*Selected text:*
::::

Executive pay continues to be a hot topic for shareholders in South Africa and the world, with new accounting rules putting bigger focus on stakeholders’ say on how company bosses get paid.
Recent studies by advisory groups Deloitte and PwC investigated attitudes towards high pay among executives, noting that the social concerns around the high pay was coming to the fore – and would become the topic of much-heated discussion at JSE-listed companies’ future AGMs.
Last week, media giant Naspers also faced criticism from its shareholders over executive pay, with over 50% of the group’s ordinary shareholders voting against the company’s remuneration policy.
According to the new King IV rules – should more than 25% of shareholders rebuke the proposed remuneration policies, companies will have to engage with them. Luckily for Naspers, these rules are yet to kick in with full effect (and ordinary shareholders only represent 32% of the group’s total shareholding, anyway).
In previous coverage, BusinessTech has highlighted that South Africa has one of the highest pay gaps in the world, ranking up there alongside many developed economies like the US and the UK.
Salary gaps – the difference between what CEOs earn and what their average employees earn – are one way to measure pay disparity in any given sector. In South Africa, among the 25 biggest companies listed on the JSE, this gap averages around 100 times – with the highest gap seen at over 1,330 times (Shoprite).
Deloitte and PwC’s reports showed that the average executive in South Africa earns R17.972 million a year in total compensation, while CEO averages can average as high as R24.6 million.
South Africa’s banking sector is one place where CEOs tend to earn higher than these averages.
Value of SA’s banking CEOs
German business magazine, Handelsblatt, recently compiled an index to assess the value by executives at local companies, by looking at economic value added internally and externally by CEOs over a period of five years.

::::

*Provided material:*
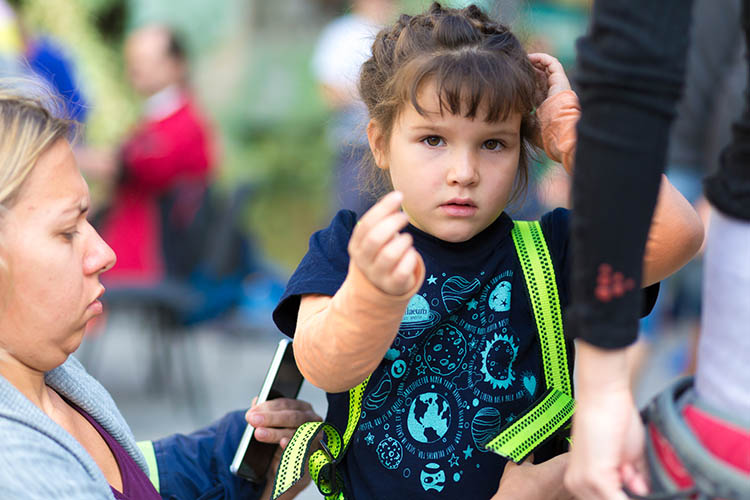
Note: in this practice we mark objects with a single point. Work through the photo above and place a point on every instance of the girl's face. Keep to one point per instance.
(51, 261)
(456, 173)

::::

*What to work on:* Reproduce the passage of the executive pay article above from "In previous coverage, BusinessTech" up to and including "1,330 times (Shoprite).".

*Full response:*
In previous coverage, BusinessTech has highlighted that South Africa has one of the highest pay gaps in the world, ranking up there alongside many developed economies like the US and the UK.
Salary gaps – the difference between what CEOs earn and what their average employees earn – are one way to measure pay disparity in any given sector. In South Africa, among the 25 biggest companies listed on the JSE, this gap averages around 100 times – with the highest gap seen at over 1,330 times (Shoprite).